* DESCRIPTION OF THE TASK *
With the exception of the pictures, write out the data below precisely.

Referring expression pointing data
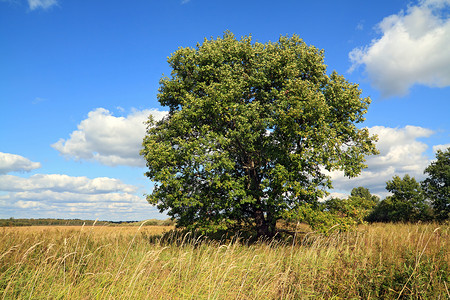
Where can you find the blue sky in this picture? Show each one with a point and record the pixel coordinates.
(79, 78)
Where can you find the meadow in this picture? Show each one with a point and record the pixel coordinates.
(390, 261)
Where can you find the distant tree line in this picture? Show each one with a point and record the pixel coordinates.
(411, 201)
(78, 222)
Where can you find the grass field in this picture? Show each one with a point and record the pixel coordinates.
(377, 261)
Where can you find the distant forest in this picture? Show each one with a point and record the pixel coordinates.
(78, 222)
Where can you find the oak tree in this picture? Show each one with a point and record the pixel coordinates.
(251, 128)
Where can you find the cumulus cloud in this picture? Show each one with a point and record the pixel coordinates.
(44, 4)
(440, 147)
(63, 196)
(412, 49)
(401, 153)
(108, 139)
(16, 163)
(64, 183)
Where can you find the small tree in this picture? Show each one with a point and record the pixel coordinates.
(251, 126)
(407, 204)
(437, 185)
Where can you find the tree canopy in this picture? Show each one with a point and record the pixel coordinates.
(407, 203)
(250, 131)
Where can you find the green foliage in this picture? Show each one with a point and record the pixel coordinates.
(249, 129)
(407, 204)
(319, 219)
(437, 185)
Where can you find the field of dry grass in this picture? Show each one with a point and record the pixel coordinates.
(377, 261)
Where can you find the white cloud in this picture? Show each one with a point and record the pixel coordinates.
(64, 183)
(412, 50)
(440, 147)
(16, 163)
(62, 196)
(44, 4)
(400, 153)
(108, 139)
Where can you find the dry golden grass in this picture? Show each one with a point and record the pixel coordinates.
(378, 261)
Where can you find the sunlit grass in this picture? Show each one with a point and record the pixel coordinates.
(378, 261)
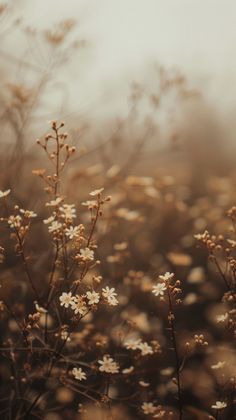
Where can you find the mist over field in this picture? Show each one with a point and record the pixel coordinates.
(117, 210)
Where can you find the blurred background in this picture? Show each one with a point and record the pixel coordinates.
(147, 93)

* EXERCISE RESULT *
Where can you find the blue sky in this picture? Show each one with a point and record the pixel coordinates.
(79, 78)
Where can you find the meadow in this picture? Show each one with a point and record the pixel coordinates.
(390, 261)
Where can you find the distant tree line in this picture? Show each one with a point and record the pixel coordinates.
(411, 201)
(78, 222)
Where can you find the grass field in this picture? Show each one with a point and record the pixel coordinates.
(377, 261)
Where can you find the distant forest in this picture? Show each one with a point and record the pixel coordinates.
(78, 222)
Where can you find the oak tree in this picture? Show each one with a point and record the pixel coordinates.
(251, 128)
Where can you find the cumulus cloud in this picture? Show each one with a point and record the pixel coordinates.
(44, 4)
(440, 147)
(63, 196)
(412, 49)
(401, 153)
(108, 139)
(16, 163)
(64, 183)
Where can you find the small tree in this picture? Show each one with a point and record the pixel coordinates.
(251, 126)
(407, 204)
(437, 185)
Where can you find the tree canopy in this picture? Show each one with a point and record the pixel coordinates.
(407, 203)
(250, 131)
Where can you find the green foliage in this picture? Show each one with a point and record the pixel coordinates.
(249, 129)
(407, 204)
(319, 219)
(437, 185)
Where can you find the field of dry grass in this picture? Show each one with a point and record the pixel coordinates.
(377, 261)
Where can you find the white cloud in this picture? Show each one with a point and record the pixel coordinates.
(64, 183)
(412, 50)
(440, 147)
(16, 163)
(62, 196)
(44, 4)
(400, 153)
(108, 139)
Where can you find the dry golden grass in this picture? Show each one with a point and record the pixel coordinates.
(378, 261)
Where can you find the sunlit grass in this picture? Show each one with a point and record the pixel coordinates.
(378, 261)
Where can you find the mist over field in this picture? Show each one with a point and record the pixel coordinates.
(117, 210)
Where can you find the blurred background in this picture? Show each one with a point and record the pixel coordinates.
(147, 93)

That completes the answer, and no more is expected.